Records from a point labeling set:
* BEGIN *

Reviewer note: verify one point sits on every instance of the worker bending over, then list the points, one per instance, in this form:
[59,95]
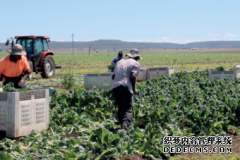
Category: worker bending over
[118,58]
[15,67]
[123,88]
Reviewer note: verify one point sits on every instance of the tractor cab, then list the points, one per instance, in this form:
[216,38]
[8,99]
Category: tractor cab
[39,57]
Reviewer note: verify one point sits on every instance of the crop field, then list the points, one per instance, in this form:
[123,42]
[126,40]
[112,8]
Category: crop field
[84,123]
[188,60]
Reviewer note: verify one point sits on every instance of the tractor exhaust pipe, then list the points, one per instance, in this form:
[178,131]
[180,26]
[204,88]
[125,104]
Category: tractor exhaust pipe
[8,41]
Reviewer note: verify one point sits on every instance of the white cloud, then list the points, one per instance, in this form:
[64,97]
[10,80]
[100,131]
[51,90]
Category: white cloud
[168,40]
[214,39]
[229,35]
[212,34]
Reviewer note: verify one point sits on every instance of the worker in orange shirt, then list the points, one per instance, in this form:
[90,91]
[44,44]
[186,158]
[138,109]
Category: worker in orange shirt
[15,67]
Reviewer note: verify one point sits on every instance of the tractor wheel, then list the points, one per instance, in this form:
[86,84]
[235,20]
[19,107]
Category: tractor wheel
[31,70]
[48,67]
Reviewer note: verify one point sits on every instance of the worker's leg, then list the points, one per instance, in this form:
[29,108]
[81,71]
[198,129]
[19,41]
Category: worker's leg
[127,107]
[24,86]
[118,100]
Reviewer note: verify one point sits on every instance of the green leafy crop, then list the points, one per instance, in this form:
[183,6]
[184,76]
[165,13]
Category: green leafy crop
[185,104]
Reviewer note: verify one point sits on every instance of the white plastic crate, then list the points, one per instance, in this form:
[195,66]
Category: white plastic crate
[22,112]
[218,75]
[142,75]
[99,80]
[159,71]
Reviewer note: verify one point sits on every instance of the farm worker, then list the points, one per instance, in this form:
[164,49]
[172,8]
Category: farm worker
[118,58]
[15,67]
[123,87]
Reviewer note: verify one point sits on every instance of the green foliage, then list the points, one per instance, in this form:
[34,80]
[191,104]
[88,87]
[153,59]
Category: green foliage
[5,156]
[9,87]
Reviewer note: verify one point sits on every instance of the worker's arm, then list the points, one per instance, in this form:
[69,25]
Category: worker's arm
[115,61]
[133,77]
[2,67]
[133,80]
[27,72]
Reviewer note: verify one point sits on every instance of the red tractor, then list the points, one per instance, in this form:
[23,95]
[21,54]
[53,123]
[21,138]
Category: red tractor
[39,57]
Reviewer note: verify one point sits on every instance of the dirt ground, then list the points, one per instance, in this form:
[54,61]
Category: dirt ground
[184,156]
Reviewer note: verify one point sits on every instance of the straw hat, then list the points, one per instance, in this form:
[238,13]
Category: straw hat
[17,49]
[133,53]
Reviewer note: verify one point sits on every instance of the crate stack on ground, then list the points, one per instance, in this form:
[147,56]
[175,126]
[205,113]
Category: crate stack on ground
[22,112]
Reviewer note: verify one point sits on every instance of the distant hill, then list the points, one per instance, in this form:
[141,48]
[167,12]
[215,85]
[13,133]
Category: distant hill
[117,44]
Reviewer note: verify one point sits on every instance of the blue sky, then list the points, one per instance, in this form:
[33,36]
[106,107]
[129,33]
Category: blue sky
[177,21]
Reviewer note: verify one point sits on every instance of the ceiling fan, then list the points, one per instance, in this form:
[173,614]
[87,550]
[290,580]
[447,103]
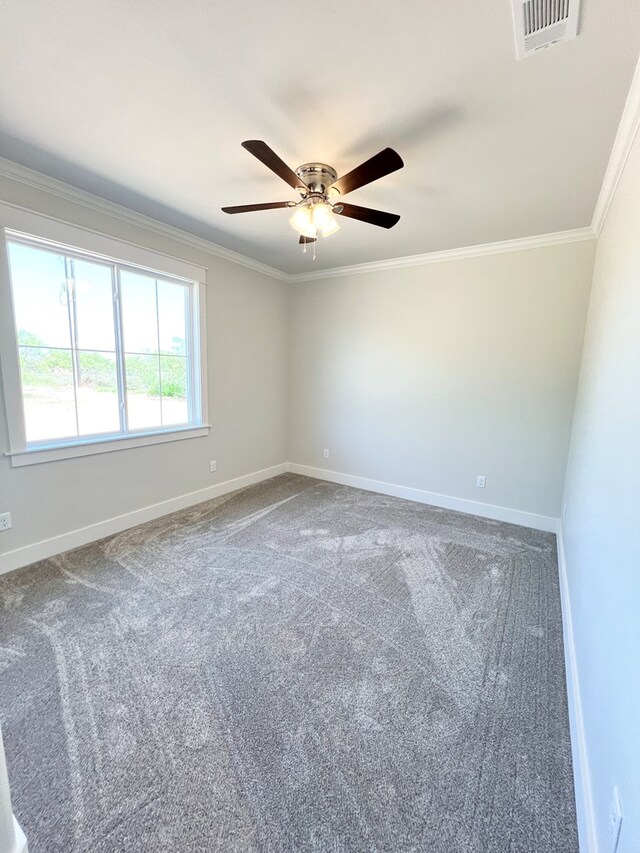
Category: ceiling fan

* END *

* TASK DESCRIPTION
Repeat the data starting at the line containing "of the blue" and ending at the last line of the data, with both of those lines included. Omit the pictures from your answer.

* REPLY
Reviewer note: verify one point sits on every instance of the blue sky, then list the points, one per instance, in this form:
[33,36]
[106,107]
[129,33]
Category: blue sky
[177,21]
Reviewer note: verify one point sits on every instance of the ceiling fan, then list the points, one per instance, in this form:
[173,614]
[87,550]
[290,580]
[447,103]
Category: ceiling fan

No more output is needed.